__Prompt 1__: Transcribe the passage of the bulldog breed thread that starts with "I'm hoping you" and runs through "are there differences?", reproducing every word and mark precisely.
__Prompt 2__: Extend the forum thread on the Olde Tyme Bulldogge and the English Bulldog, beginning immediately after its final sentence.

# Olde tyme bulldogge vs old english bulldog



## Sarah Marks (Jan 5, 2019)

Hi everyone,

I'm hoping you can help me out as I can't seem to find an answer anywhere!

Is the olde tyme bulldogge the same breed as the old english bulldog? Or are there differences?

My family would like a dog that can keep up with walks and exercise but can also relax at home too. Any advice appreciated 

Thanks!


----------



## niamh123 (Nov 4, 2018)

I have a caravan on the Gower peninsula which we spend the holidays in,There is a lady who visits a few times a year she has 2 olde tyme bulldogs and a staffy,the 2 bulldogs are amazing great personalities and very dog friendly,this lady walks for hours with her 3 dogs around the Gower,they also have no health problems associated with the English bulldog,they are so well behaved she can leave them for a few hours in her caravan whilst she goes out for a meal etc with no problem


----------



## bunnygeek (Jul 24, 2018)

Technically the Old Tyme is a crossbreed at the moment as its a result of deliberate outcrossing of bulldogs to create a more "old fashioned" breed type compared to the more extreme modern English Bulldog. As a result the English Bulldog is recognised by the Kennel Club, but the Old Tyme isn't. That means it can be harder to weed out a proper breeder than a KC registered one.

__Provided material__:
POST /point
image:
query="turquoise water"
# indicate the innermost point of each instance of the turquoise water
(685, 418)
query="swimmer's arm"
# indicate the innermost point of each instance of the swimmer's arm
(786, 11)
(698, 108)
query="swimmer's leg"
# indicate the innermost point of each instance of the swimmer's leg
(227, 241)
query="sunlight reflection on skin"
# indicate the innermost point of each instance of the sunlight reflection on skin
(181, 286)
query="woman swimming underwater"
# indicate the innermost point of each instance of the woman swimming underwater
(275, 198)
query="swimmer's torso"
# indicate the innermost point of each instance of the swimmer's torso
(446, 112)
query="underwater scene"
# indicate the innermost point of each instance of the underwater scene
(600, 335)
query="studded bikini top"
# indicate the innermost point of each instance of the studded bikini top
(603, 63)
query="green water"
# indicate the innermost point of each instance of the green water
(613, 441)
* * *
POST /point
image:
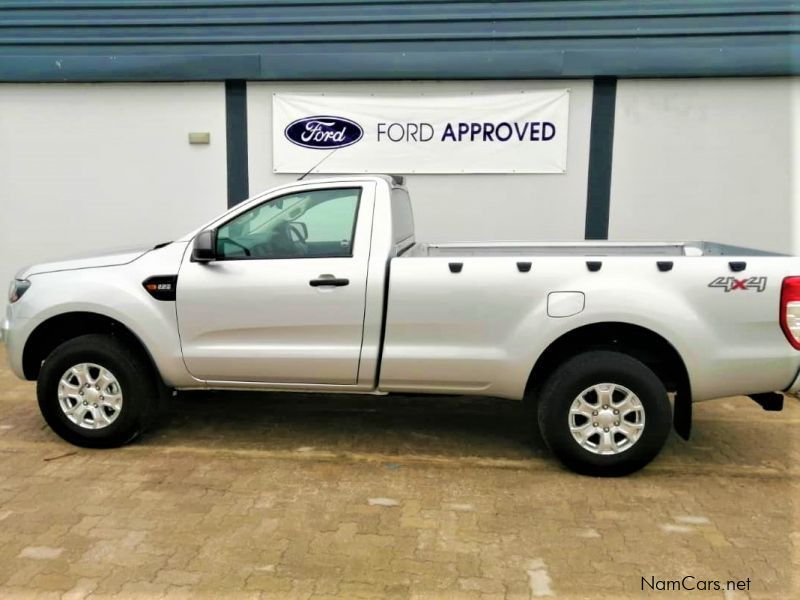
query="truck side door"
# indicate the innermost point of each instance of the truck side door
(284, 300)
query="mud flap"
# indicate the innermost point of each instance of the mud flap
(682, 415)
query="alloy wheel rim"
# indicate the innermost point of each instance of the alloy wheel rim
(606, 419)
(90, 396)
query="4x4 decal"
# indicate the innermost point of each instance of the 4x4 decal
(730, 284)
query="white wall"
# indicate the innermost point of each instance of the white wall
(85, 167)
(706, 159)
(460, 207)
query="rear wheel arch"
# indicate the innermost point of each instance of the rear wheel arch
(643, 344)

__Exercise output 1__:
I'm hoping you can help me out as I can't seem to find an answer anywhere!

Is the olde tyme bulldogge the same breed as the old english bulldog? Or are there differences?

__Exercise output 2__:
There are plenty of both in rescue centres, albeit they may already be displaying bulldog related health issues. 

A properly bred English Bulldog should be able to breath and be very active, they shouldn't have a ton of wrinkles, audible breathing or snoring that you so commonly see. A responsible English Bully breeder will know this. 

I would start with Kennel Club registered breeders of English Bulldogs and their listed breed rescues and work out from there


----------



## BlueJay (Sep 20, 2013)

bunnygeek said:


> Technically the Old Tyme is a crossbreed at the moment as its a result of deliberate outcrossing of bulldogs to create a more "old fashioned" breed type compared to the more extreme modern English Bulldog. As a result the English Bulldog is recognised by the Kennel Club, but the Old Tyme isn't. That means it can be harder to weed out a proper breeder than a KC registered one.
> 
> There are plenty of both in rescue centres, albeit they may already be displaying bulldog related health issues.
> 
> ...


I disagree.

By their very design, English bulldogs are a mess.










No doubt there are some breeders out there producing less extreme dogs, but they are very much in the minority.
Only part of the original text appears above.